THE INPUT:
========

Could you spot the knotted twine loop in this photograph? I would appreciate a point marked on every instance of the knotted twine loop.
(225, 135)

========

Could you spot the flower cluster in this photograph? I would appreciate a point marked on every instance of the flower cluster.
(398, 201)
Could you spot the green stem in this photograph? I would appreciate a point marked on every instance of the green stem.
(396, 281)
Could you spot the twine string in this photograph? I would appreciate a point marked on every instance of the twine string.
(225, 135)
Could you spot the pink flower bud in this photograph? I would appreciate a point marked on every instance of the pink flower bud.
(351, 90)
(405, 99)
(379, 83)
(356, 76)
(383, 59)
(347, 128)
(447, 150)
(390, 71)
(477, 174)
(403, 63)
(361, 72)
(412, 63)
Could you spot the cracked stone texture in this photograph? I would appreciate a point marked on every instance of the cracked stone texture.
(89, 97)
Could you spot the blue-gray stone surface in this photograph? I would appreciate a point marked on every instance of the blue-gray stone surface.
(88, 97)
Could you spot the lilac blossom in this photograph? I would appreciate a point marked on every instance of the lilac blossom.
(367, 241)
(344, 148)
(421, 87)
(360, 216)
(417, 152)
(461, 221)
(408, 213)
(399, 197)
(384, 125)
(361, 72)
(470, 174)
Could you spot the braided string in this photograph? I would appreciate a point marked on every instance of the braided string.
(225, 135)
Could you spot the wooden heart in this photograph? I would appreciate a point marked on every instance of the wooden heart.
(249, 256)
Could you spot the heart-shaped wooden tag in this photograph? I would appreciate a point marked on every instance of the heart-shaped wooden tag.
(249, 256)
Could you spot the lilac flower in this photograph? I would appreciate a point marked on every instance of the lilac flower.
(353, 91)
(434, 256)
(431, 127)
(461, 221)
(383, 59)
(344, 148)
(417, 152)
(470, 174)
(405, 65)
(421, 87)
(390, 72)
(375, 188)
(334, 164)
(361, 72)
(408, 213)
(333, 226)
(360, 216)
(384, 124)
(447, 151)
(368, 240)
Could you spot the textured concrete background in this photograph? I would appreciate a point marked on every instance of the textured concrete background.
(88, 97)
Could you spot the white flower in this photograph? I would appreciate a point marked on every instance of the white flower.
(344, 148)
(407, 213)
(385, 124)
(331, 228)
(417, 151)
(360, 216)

========

Tally the lines of the material above that contain the string "wooden", treating uppercase and lowercase as different. Reply with the number alone.

FINISHED TASK: 2